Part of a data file
***

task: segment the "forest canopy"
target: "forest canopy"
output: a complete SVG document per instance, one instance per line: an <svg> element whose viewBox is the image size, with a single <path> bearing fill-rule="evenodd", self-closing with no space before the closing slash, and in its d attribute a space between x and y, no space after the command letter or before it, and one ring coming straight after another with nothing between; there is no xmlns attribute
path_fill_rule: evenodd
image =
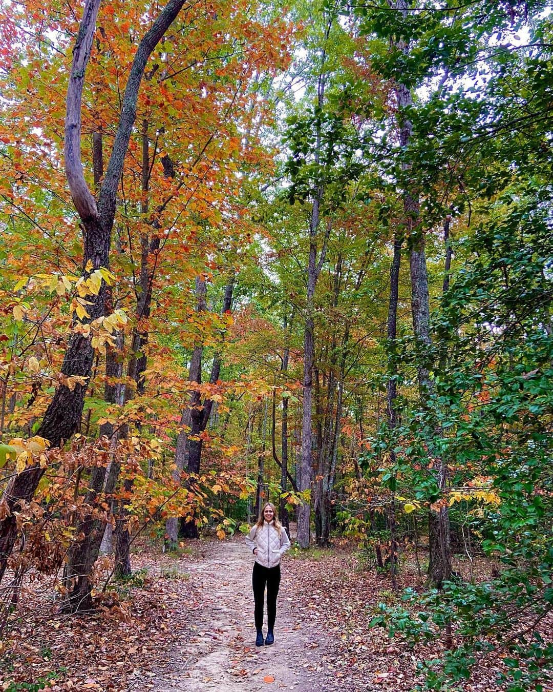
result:
<svg viewBox="0 0 553 692"><path fill-rule="evenodd" d="M433 647L401 689L549 689L548 3L0 24L0 659L30 575L80 617L102 556L270 500L401 594L365 618Z"/></svg>

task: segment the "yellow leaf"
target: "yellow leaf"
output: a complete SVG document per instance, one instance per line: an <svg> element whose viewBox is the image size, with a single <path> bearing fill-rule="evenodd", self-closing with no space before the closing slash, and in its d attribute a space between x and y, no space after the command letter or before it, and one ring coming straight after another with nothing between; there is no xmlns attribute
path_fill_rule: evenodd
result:
<svg viewBox="0 0 553 692"><path fill-rule="evenodd" d="M36 375L40 370L40 363L34 356L31 356L29 358L29 362L27 363L27 370L32 375Z"/></svg>
<svg viewBox="0 0 553 692"><path fill-rule="evenodd" d="M30 437L27 441L27 447L28 449L32 452L33 454L37 454L39 452L44 452L45 449L48 449L50 446L50 441L46 439L44 437L41 437L39 435L35 435L32 437Z"/></svg>
<svg viewBox="0 0 553 692"><path fill-rule="evenodd" d="M126 325L129 321L129 318L126 316L126 313L124 310L115 310L113 314L117 315L119 318L119 322L120 324Z"/></svg>
<svg viewBox="0 0 553 692"><path fill-rule="evenodd" d="M75 302L75 311L79 320L84 320L85 317L91 316L79 302Z"/></svg>
<svg viewBox="0 0 553 692"><path fill-rule="evenodd" d="M14 293L17 293L18 291L21 291L21 289L24 287L24 286L26 286L27 285L27 282L28 280L29 280L28 277L26 277L26 276L24 277L23 279L19 279L19 280L17 282L17 283L13 287L13 291L14 291Z"/></svg>
<svg viewBox="0 0 553 692"><path fill-rule="evenodd" d="M25 451L25 442L23 437L14 437L8 443L10 447L15 447L19 454Z"/></svg>

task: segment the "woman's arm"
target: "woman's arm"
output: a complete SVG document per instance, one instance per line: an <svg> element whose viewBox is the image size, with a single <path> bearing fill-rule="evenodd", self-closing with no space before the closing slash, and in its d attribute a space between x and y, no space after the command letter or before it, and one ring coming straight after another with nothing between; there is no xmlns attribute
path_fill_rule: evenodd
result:
<svg viewBox="0 0 553 692"><path fill-rule="evenodd" d="M281 531L281 555L283 555L288 548L290 548L290 538L286 529L283 527Z"/></svg>
<svg viewBox="0 0 553 692"><path fill-rule="evenodd" d="M255 545L255 534L257 533L257 527L254 526L254 528L250 531L250 533L246 536L246 545L250 548L252 552L254 552L257 546Z"/></svg>

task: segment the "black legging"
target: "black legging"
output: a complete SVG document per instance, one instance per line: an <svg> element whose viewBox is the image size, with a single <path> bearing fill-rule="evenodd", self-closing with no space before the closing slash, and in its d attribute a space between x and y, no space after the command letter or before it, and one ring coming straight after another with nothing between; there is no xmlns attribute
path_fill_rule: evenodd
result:
<svg viewBox="0 0 553 692"><path fill-rule="evenodd" d="M261 631L263 624L263 596L267 584L267 625L272 632L274 619L276 617L276 597L281 583L281 566L266 567L259 563L254 563L252 573L252 585L254 588L255 603L255 628Z"/></svg>

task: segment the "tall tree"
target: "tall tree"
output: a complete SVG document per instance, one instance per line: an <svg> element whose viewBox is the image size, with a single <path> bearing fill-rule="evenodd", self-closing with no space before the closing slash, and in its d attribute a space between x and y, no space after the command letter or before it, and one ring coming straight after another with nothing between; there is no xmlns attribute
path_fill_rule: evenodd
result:
<svg viewBox="0 0 553 692"><path fill-rule="evenodd" d="M84 228L83 275L85 278L94 271L109 266L117 190L134 124L138 90L144 70L150 54L183 4L181 0L170 0L137 48L125 89L123 111L97 204L84 179L80 147L82 87L92 49L100 0L87 0L85 3L73 51L65 127L66 173L71 198ZM97 295L91 301L88 309L88 318L91 320L104 314L106 286L105 280L102 280ZM48 440L52 446L57 446L71 437L80 425L84 392L93 361L91 341L92 337L86 335L86 330L84 333L74 333L70 340L62 372L67 376L82 377L84 381L76 384L73 389L61 385L48 407L37 432ZM0 524L0 579L3 575L17 534L15 508L21 501L28 502L31 499L44 471L39 464L34 464L15 475L6 488L4 499L9 515Z"/></svg>

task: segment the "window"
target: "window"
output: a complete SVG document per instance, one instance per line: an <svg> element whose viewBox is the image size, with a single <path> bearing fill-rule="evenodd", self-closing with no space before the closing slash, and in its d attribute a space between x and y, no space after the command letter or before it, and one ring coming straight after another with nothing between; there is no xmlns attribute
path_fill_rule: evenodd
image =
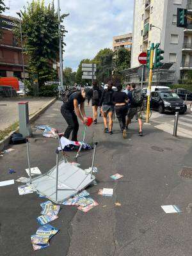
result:
<svg viewBox="0 0 192 256"><path fill-rule="evenodd" d="M171 44L178 44L178 38L179 38L179 36L178 35L171 35Z"/></svg>
<svg viewBox="0 0 192 256"><path fill-rule="evenodd" d="M175 14L173 15L172 24L177 24L177 15Z"/></svg>
<svg viewBox="0 0 192 256"><path fill-rule="evenodd" d="M177 59L176 53L170 53L170 62L175 63Z"/></svg>

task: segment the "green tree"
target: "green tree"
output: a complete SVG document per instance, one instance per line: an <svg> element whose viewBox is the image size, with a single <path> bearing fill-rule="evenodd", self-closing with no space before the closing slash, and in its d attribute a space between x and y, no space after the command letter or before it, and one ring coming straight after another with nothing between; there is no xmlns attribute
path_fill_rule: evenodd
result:
<svg viewBox="0 0 192 256"><path fill-rule="evenodd" d="M61 16L63 22L68 14ZM62 26L58 31L58 13L53 2L45 6L44 0L33 0L21 12L24 48L28 58L28 71L32 77L38 78L40 87L45 81L52 80L55 74L52 68L54 61L58 58L59 36L65 32ZM19 24L15 30L20 39ZM63 45L65 43L63 42Z"/></svg>
<svg viewBox="0 0 192 256"><path fill-rule="evenodd" d="M125 48L120 48L115 52L114 63L116 71L123 71L130 68L131 54L131 51Z"/></svg>
<svg viewBox="0 0 192 256"><path fill-rule="evenodd" d="M83 72L82 72L82 63L92 63L93 61L90 59L84 59L82 60L79 65L78 69L76 76L75 81L78 84L83 84L83 81L82 79Z"/></svg>
<svg viewBox="0 0 192 256"><path fill-rule="evenodd" d="M8 7L6 6L4 0L0 0L0 15L2 14L6 10L8 9ZM0 19L0 36L2 35L2 27L3 26L3 20Z"/></svg>

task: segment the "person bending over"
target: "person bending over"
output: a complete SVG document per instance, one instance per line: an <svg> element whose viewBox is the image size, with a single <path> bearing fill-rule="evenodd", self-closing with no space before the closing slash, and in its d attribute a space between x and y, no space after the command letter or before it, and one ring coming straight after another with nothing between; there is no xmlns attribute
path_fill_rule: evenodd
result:
<svg viewBox="0 0 192 256"><path fill-rule="evenodd" d="M85 92L82 90L72 93L69 96L68 101L64 102L61 108L61 113L68 124L63 136L68 139L72 132L72 140L74 141L77 141L79 130L77 117L83 124L86 124L87 122L84 111L84 100Z"/></svg>

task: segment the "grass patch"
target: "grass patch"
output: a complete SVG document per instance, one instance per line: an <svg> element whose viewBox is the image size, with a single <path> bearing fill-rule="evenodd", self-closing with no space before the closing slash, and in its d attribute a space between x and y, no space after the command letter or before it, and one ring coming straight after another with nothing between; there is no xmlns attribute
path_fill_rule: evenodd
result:
<svg viewBox="0 0 192 256"><path fill-rule="evenodd" d="M8 136L8 134L13 131L15 131L19 127L19 121L15 122L12 125L9 126L8 128L4 130L0 130L0 141L3 140L5 137Z"/></svg>

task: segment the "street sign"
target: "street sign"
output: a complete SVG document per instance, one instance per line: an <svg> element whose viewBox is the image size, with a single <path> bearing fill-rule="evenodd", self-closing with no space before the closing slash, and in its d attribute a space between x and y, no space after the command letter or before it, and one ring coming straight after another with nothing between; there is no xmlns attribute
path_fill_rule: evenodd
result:
<svg viewBox="0 0 192 256"><path fill-rule="evenodd" d="M92 76L82 76L83 79L92 79ZM96 76L93 76L93 79L96 80Z"/></svg>
<svg viewBox="0 0 192 256"><path fill-rule="evenodd" d="M141 52L140 54L138 57L138 61L140 64L147 64L147 52Z"/></svg>

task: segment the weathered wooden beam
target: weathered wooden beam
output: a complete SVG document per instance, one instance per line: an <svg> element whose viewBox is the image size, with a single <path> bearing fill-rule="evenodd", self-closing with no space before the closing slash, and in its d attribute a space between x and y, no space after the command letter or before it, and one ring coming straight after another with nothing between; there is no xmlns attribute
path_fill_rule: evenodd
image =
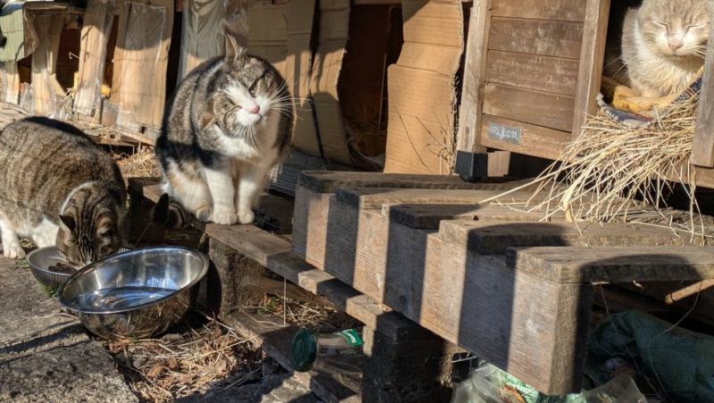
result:
<svg viewBox="0 0 714 403"><path fill-rule="evenodd" d="M509 248L506 260L510 267L558 282L714 279L710 247L665 246L660 241L656 246L632 245L641 243L636 238L621 243L629 248Z"/></svg>

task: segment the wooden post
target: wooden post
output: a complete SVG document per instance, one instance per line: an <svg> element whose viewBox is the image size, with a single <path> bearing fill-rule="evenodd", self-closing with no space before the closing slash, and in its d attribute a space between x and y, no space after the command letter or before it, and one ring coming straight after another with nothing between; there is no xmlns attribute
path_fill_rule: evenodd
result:
<svg viewBox="0 0 714 403"><path fill-rule="evenodd" d="M492 0L474 0L469 22L455 167L456 173L467 178L486 176L488 169L480 137L491 8Z"/></svg>
<svg viewBox="0 0 714 403"><path fill-rule="evenodd" d="M714 24L714 15L712 24ZM711 25L711 24L710 24ZM709 32L709 46L714 47L714 29ZM704 76L702 79L697 124L694 129L694 143L692 147L692 164L695 165L714 166L714 51L707 52L704 62Z"/></svg>
<svg viewBox="0 0 714 403"><path fill-rule="evenodd" d="M602 79L602 61L608 35L610 0L587 0L583 29L583 47L577 72L577 92L575 97L572 139L580 136L587 115L597 112L596 96Z"/></svg>

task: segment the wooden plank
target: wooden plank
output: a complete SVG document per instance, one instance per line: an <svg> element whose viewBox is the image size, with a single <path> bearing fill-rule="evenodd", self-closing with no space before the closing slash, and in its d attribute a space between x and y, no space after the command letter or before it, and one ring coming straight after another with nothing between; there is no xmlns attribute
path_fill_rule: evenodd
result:
<svg viewBox="0 0 714 403"><path fill-rule="evenodd" d="M344 203L327 231L323 269L337 279L541 391L579 388L589 284L538 280Z"/></svg>
<svg viewBox="0 0 714 403"><path fill-rule="evenodd" d="M494 197L502 190L440 190L435 192L420 189L337 189L336 199L342 203L366 209L381 209L382 205L400 204L453 204L476 205L481 200ZM504 196L502 202L527 201L533 193L518 190Z"/></svg>
<svg viewBox="0 0 714 403"><path fill-rule="evenodd" d="M488 52L486 80L574 97L578 65L572 59L492 50Z"/></svg>
<svg viewBox="0 0 714 403"><path fill-rule="evenodd" d="M477 183L462 181L455 175L420 175L411 173L378 173L358 172L304 171L298 186L319 193L335 193L338 188L431 189L508 190L523 182L513 178L484 178Z"/></svg>
<svg viewBox="0 0 714 403"><path fill-rule="evenodd" d="M544 214L517 211L505 206L409 204L384 206L382 215L410 228L434 230L442 220L537 222ZM555 218L565 220L564 214Z"/></svg>
<svg viewBox="0 0 714 403"><path fill-rule="evenodd" d="M574 105L570 96L494 83L484 89L484 113L563 131L573 127Z"/></svg>
<svg viewBox="0 0 714 403"><path fill-rule="evenodd" d="M591 224L579 230L572 222L442 221L439 234L472 253L502 254L509 248L681 246L670 230L626 223ZM560 253L570 256L566 249Z"/></svg>
<svg viewBox="0 0 714 403"><path fill-rule="evenodd" d="M710 25L714 24L714 13L711 15L711 21ZM708 43L710 46L714 47L714 29L709 31ZM707 52L704 61L694 143L690 158L692 164L710 168L714 166L714 77L712 75L714 75L714 51Z"/></svg>
<svg viewBox="0 0 714 403"><path fill-rule="evenodd" d="M494 17L532 18L582 22L585 19L585 0L494 0Z"/></svg>
<svg viewBox="0 0 714 403"><path fill-rule="evenodd" d="M481 111L484 102L483 80L486 76L486 52L491 21L491 0L474 0L466 39L466 66L463 94L459 114L456 149L465 153L485 153L478 142Z"/></svg>
<svg viewBox="0 0 714 403"><path fill-rule="evenodd" d="M156 202L162 190L156 181L131 178L129 188L149 200ZM302 258L290 253L290 242L253 225L217 225L195 222L211 237L233 248L245 256L260 263L289 281L315 295L322 295L339 309L366 325L377 327L393 340L400 340L405 329L413 326L410 321L374 299L337 281L335 277L316 269Z"/></svg>
<svg viewBox="0 0 714 403"><path fill-rule="evenodd" d="M559 282L714 279L710 247L511 248L506 261L511 267Z"/></svg>
<svg viewBox="0 0 714 403"><path fill-rule="evenodd" d="M258 316L245 312L228 315L226 321L239 333L261 346L262 350L290 370L290 345L298 331L296 326L284 326L282 321L270 316ZM293 372L301 382L309 386L321 399L328 402L361 402L361 388L356 377L339 377L332 374ZM348 382L340 382L340 379Z"/></svg>
<svg viewBox="0 0 714 403"><path fill-rule="evenodd" d="M583 49L580 54L580 71L577 73L577 94L573 116L573 139L580 136L587 117L597 113L597 95L602 78L602 61L608 35L610 0L587 0L583 32Z"/></svg>
<svg viewBox="0 0 714 403"><path fill-rule="evenodd" d="M490 138L488 136L488 128L491 123L519 130L521 131L519 142L513 143ZM481 129L481 144L484 146L552 160L556 160L560 156L564 145L569 139L570 133L567 131L555 130L491 115L484 116Z"/></svg>
<svg viewBox="0 0 714 403"><path fill-rule="evenodd" d="M494 17L488 35L489 50L579 60L583 24Z"/></svg>

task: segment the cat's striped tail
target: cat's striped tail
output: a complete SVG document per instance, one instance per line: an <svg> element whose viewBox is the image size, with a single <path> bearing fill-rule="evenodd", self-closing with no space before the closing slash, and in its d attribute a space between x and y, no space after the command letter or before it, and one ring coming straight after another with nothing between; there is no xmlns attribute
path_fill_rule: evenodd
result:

***

Copy the data from its start through the line containing "647L401 689L549 689L548", putting "tree canopy" in place of "forest canopy" and changing nothing else. Leave the pictures out of your copy.

◆ Reply to the exercise:
task: segment the "tree canopy"
target: "tree canopy"
output: a complete SVG document per instance, one instance per line: an <svg> element whose viewBox is the image size, with a single <path> bearing fill-rule="evenodd", self-closing with no space before the closing slash, and in its d attribute a space between x and y, no space after the command letter or before it, and one ring coming straight after another with nothing between; there is no xmlns attribute
path_fill_rule: evenodd
image =
result:
<svg viewBox="0 0 553 692"><path fill-rule="evenodd" d="M433 647L401 689L549 689L548 3L0 24L0 659L30 575L80 617L102 556L270 500L401 594L365 618Z"/></svg>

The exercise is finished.